Dataset entries
________
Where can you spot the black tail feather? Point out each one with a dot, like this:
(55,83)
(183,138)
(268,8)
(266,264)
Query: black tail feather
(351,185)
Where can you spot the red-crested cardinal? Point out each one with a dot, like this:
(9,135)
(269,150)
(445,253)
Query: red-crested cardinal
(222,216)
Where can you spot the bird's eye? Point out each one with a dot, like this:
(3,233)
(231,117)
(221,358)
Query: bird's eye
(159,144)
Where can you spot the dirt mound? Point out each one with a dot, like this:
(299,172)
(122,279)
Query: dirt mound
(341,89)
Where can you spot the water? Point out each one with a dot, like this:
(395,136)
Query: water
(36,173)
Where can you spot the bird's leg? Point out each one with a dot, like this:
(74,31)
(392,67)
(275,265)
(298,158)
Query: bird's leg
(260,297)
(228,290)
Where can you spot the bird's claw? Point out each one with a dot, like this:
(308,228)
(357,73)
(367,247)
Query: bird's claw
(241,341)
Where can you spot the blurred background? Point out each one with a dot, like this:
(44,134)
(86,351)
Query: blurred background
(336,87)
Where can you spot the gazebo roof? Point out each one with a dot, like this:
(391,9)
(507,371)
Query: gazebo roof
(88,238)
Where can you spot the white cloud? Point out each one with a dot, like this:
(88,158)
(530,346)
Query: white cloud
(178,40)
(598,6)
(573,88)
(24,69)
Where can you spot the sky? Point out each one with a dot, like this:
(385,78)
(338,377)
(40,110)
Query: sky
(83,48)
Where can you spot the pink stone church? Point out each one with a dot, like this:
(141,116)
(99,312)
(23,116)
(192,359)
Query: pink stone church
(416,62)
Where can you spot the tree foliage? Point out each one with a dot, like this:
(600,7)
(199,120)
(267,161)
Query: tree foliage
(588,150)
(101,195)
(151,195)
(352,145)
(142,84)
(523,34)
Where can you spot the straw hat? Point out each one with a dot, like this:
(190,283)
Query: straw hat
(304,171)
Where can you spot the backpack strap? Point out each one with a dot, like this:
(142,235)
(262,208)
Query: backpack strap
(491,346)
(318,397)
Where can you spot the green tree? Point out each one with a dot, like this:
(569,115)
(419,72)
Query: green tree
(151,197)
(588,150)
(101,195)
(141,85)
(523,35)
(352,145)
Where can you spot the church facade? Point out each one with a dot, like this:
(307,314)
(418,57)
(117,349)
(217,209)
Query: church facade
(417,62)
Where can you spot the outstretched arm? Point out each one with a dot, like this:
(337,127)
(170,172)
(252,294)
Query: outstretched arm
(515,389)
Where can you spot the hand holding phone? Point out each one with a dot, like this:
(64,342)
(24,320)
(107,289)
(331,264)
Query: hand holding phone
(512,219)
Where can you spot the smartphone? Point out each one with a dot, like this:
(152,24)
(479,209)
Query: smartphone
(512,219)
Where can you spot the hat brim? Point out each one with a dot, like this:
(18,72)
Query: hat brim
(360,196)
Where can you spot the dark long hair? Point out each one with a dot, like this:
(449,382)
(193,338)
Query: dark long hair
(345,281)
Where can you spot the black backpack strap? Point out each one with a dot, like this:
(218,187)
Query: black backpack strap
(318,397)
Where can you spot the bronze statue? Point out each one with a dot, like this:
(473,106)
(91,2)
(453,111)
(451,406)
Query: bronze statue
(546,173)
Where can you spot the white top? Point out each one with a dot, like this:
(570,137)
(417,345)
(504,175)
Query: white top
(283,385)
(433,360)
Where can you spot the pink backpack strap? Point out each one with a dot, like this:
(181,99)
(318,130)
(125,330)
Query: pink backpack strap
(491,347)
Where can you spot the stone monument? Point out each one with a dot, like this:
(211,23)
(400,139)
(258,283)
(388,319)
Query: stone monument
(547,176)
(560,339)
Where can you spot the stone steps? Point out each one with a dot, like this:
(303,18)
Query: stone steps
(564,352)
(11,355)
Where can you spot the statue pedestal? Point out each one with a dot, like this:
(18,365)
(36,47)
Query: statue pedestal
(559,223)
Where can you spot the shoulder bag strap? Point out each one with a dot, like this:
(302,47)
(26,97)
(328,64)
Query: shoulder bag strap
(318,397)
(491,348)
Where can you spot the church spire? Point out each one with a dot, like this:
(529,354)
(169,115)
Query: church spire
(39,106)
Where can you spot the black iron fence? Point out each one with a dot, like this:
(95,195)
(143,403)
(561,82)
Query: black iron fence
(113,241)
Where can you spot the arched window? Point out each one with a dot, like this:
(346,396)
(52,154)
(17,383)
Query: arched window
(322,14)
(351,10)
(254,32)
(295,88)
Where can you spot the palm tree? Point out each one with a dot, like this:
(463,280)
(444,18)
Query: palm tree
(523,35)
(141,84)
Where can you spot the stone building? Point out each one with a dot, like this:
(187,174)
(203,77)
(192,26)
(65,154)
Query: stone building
________
● **Task objective**
Go through the records line by line, and copy each line that holds the string "building".

● **Task result**
Where can you spot the stone building? Point out each one with a dot, like this:
Query: stone building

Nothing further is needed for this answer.